▸ **Required work**:
Pick out each line in the records below that contains the string "basket", and copy those lines unchanged.

▸ **Records provided**:
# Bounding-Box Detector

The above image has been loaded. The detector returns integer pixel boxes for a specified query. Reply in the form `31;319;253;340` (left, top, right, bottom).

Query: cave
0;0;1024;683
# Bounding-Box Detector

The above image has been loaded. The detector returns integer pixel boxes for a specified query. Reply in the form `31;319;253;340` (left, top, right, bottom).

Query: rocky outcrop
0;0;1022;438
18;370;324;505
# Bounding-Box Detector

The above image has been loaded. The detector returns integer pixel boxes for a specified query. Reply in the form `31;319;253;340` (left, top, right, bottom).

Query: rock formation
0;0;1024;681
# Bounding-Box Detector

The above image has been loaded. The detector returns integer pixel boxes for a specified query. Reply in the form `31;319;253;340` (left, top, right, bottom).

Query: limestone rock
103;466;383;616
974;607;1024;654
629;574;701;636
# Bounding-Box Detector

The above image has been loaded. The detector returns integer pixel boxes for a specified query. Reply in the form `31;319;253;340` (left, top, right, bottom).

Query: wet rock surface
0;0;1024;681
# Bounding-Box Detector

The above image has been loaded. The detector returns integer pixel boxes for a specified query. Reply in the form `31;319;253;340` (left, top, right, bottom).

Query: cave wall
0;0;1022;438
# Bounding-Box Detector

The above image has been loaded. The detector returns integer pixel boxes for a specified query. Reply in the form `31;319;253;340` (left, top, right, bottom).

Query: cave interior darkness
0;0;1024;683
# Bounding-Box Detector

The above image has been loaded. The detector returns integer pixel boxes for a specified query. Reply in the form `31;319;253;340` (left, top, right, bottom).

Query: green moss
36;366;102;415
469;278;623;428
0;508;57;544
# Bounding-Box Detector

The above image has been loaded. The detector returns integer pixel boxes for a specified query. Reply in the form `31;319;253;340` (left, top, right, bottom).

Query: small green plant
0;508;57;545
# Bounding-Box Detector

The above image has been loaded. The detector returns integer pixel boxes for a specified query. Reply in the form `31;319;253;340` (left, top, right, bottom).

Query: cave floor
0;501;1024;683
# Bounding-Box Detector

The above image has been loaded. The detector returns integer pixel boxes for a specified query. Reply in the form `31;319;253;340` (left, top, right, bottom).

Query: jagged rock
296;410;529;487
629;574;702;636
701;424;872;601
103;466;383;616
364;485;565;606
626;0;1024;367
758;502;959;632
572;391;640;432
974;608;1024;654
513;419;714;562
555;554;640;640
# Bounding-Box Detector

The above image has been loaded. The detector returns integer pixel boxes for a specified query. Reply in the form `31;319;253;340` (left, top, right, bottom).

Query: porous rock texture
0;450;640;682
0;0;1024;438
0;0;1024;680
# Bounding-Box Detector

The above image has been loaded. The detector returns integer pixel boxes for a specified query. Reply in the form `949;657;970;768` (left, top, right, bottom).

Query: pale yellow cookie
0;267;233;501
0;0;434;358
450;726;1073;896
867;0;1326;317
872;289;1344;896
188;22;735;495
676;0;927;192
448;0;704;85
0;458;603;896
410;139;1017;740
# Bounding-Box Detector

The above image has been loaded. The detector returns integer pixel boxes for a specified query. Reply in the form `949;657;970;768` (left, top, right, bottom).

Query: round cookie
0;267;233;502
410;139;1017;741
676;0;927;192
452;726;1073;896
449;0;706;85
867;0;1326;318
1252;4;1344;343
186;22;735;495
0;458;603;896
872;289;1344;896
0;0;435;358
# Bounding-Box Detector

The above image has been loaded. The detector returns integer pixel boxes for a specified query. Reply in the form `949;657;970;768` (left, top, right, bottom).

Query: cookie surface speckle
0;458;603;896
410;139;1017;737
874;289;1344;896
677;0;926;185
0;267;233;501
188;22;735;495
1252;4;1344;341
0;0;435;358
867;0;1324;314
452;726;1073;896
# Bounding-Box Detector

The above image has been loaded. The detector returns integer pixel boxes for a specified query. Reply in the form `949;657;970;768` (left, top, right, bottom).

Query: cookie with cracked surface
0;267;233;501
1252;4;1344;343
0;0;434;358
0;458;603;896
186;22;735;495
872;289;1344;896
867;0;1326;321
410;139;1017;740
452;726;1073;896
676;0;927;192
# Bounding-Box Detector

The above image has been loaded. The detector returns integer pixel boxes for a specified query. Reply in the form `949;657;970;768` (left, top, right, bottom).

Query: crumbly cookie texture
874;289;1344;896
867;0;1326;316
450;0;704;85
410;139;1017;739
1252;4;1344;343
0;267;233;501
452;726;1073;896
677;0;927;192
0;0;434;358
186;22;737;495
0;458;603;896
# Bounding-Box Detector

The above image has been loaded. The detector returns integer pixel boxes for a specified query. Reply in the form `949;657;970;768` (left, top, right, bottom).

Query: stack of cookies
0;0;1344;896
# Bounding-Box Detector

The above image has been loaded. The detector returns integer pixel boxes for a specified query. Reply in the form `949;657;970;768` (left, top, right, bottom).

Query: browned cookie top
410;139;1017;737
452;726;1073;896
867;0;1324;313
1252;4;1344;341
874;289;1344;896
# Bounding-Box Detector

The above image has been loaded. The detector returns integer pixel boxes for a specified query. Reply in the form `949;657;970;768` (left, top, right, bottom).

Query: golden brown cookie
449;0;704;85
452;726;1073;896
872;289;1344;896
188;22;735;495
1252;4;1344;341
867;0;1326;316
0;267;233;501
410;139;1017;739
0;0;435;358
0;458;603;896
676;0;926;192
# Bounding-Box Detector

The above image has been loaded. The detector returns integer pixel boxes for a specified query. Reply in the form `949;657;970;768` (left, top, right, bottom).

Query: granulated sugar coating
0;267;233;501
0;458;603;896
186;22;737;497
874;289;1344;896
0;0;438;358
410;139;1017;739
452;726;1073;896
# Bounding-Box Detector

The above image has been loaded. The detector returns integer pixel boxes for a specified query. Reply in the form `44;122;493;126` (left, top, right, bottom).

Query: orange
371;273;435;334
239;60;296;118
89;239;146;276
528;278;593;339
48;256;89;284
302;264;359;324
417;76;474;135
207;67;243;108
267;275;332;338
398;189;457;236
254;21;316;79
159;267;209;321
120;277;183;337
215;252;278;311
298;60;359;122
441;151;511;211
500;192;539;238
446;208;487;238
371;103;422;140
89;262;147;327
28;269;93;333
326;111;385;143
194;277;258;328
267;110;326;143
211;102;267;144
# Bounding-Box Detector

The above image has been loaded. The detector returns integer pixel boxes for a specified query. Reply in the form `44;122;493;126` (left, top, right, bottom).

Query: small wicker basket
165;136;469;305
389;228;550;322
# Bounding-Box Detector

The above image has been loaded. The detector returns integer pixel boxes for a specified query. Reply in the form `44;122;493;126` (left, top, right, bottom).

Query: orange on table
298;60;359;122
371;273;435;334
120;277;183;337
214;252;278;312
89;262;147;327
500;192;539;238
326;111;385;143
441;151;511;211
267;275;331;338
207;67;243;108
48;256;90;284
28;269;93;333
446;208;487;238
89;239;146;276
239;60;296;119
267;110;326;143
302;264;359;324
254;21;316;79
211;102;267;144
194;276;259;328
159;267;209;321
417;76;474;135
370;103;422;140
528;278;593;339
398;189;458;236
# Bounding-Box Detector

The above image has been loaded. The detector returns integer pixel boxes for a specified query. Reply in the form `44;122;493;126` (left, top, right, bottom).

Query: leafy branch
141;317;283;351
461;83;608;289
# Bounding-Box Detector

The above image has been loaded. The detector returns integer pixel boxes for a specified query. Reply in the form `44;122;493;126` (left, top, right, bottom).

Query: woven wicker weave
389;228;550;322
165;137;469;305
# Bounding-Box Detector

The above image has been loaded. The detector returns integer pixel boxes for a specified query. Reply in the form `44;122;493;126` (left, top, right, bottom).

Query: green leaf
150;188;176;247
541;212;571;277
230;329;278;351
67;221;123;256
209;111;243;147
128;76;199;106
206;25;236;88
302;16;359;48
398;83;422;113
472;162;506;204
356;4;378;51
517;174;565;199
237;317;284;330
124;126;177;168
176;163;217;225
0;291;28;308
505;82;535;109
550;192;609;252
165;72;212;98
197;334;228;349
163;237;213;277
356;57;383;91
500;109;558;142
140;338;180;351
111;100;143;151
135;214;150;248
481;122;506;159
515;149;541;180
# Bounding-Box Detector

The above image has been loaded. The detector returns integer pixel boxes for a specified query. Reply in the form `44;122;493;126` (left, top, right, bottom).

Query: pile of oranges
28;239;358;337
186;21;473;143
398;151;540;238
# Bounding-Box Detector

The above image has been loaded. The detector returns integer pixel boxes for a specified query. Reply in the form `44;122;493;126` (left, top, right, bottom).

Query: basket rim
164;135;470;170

▸ **Written solution**:
Query: small wicker basket
Query: basket rim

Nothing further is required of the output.